Article:
/---

The Chimney Sweeper (E)

H. The Chimney SweeperA little black thing among the snow,
Crying! ‘weep! weep!’ in notes of woe!
‘Where are thy father and mother? Say!’–
‘They are both gone up to the church to pray.

‘Because I was happy upon the heath,
And smiled among the winter’s snow,
They clothed me in the clothes of death,
And taught me to sing the notes of woe.

‘And because I am happy and dance and sing,
They think they have done me no injury,
And are gone to praise God and His priest and king,
Who made up a heaven of our misery.’


The speaker sees a child chimney-sweep in winter, all black with soot, miserably crying ‘Weep!’ He asks where the sweep’s parents are. The child replies that they are praying in church. They have made him wretched and turned him into a child labourer because he was happy and playful. The boy says that his parents have gone to praise ‘God and his priest and King’ suggesting they make no distinction between them. The established church upholds the hierarchical social order that condones the miserable state of child chimney sweeps. This poem links exposure of the social evil of the child chimney sweep with the exploitation and vulnerability of innocence. According to the sweep, the outside world is deliberately cruel and life-denying. He believes his parents are jealous of his capacity for happiness and play and so have handed him over to the experience of misery and repression. At a literal level, they have made him a sweep. Metaphorically, they have repressed him. Although they cannot entirely destroy his innocence, yet they can praise God for ‘saving’ the child from his instincts and making him ‘virtuous’.

\---

Given exercise 1: Reproduce the whole Chimney Sweeper text above, word for word.

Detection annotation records
/---

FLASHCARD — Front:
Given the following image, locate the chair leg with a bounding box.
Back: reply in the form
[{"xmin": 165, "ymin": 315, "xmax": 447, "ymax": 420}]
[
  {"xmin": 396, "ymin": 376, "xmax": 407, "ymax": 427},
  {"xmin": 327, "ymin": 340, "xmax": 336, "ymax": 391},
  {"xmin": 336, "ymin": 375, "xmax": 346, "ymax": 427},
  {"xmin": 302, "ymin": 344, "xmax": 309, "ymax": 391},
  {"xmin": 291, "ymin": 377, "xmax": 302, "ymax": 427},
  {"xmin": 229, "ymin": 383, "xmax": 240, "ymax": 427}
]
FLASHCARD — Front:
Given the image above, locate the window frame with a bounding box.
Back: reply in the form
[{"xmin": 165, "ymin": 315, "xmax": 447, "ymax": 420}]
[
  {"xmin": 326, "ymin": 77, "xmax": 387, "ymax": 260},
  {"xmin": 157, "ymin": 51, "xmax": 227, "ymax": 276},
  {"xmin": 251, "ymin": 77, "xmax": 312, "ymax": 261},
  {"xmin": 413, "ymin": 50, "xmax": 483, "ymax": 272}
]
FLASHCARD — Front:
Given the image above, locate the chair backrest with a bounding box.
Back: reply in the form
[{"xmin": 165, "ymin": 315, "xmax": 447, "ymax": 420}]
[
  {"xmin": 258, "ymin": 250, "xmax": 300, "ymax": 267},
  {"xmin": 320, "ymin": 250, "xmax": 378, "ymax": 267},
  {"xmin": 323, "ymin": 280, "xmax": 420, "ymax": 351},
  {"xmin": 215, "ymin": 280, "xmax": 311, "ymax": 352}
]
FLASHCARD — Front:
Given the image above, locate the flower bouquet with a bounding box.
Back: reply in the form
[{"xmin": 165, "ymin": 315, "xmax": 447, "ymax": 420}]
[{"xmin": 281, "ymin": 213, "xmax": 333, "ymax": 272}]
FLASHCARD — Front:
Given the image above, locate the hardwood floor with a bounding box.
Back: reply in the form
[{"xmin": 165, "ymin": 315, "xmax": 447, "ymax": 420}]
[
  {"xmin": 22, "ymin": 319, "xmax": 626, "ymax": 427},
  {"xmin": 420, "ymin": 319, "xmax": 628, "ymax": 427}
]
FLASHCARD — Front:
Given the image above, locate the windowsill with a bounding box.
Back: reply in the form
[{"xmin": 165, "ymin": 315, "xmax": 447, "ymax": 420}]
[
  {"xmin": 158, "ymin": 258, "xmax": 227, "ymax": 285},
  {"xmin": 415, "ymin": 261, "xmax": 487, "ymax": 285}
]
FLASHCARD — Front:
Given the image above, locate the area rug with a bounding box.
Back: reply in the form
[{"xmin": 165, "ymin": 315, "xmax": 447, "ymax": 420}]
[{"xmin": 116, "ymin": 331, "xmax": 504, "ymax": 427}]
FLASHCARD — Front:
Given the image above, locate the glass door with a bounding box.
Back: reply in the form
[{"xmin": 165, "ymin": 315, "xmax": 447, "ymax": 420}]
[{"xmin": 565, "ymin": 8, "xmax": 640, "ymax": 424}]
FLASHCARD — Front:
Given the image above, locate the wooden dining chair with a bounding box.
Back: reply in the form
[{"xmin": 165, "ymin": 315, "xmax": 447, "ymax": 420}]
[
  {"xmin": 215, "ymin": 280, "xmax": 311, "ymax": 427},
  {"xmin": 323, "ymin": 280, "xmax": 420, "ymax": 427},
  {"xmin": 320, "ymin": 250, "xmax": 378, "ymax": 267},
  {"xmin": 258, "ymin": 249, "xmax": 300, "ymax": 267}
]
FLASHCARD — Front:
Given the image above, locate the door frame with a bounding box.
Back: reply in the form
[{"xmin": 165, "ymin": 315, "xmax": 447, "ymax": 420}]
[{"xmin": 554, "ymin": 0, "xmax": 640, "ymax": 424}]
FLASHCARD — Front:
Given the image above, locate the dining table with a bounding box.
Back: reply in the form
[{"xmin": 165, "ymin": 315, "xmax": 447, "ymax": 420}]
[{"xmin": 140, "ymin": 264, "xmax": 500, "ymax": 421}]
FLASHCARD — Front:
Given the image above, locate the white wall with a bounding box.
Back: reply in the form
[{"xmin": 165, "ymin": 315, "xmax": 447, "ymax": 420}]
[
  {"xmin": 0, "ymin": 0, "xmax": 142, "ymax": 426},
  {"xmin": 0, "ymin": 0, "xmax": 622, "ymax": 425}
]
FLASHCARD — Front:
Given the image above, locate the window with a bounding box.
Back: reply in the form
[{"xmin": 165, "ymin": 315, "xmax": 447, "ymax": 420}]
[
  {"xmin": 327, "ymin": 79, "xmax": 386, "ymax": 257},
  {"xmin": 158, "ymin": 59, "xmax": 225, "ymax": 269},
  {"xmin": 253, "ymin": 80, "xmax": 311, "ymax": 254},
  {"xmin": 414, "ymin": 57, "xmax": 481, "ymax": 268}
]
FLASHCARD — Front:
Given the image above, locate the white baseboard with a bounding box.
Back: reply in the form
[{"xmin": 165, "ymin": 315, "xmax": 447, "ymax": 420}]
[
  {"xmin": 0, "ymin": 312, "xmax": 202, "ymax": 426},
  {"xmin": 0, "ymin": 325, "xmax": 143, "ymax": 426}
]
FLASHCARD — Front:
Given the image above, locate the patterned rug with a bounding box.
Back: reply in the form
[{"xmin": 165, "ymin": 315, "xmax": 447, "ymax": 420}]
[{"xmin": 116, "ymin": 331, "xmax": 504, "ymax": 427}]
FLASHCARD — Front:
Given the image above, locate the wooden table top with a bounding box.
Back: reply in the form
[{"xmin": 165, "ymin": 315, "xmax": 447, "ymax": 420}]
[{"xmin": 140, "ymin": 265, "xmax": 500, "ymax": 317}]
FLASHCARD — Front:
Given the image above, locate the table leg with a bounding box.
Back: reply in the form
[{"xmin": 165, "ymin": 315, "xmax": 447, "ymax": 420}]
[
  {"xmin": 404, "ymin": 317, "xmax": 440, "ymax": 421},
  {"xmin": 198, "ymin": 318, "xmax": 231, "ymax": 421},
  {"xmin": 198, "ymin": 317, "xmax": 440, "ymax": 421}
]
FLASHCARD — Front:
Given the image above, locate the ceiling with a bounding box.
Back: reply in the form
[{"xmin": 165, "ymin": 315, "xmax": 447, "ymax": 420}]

\---

Given exercise 2: Report every line in the listing that contains the string "door".

Task answer 1:
The Chimney Sweeper (E)

H. The Chimney SweeperA little black thing among the snow,
Crying! ‘weep! weep!’ in notes of woe!
‘Where are thy father and mother? Say!’–
‘They are both gone up to the church to pray.

‘Because I was happy upon the heath,
And smiled among the winter’s snow,
They clothed me in the clothes of death,
And taught me to sing the notes of woe.

‘And because I am happy and dance and sing,
They think they have done me no injury,
And are gone to praise God and His priest and king,
Who made up a heaven of our misery.’


The speaker sees a child chimney-sweep in winter, all black with soot, miserably crying ‘Weep!’ He asks where the sweep’s parents are. The child replies that they are praying in church. They have made him wretched and turned him into a child labourer because he was happy and playful. The boy says that his parents have gone to praise ‘God and his priest and King’ suggesting they make no distinction between them. The established church upholds the hierarchical social order that condones the miserable state of child chimney sweeps. This poem links exposure of the social evil of the child chimney sweep with the exploitation and vulnerability of innocence. According to the sweep, the outside world is deliberately cruel and life-denying. He believes his parents are jealous of his capacity for happiness and play and so have handed him over to the experience of misery and repression. At a literal level, they have made him a sweep. Metaphorically, they have repressed him. Although they cannot entirely destroy his innocence, yet they can praise God for ‘saving’ the child from his instincts and making him ‘virtuous’.

Task answer 2:
Given the image above, locate the glass door with a bounding box.
Given the image above, locate the door frame with a bounding box.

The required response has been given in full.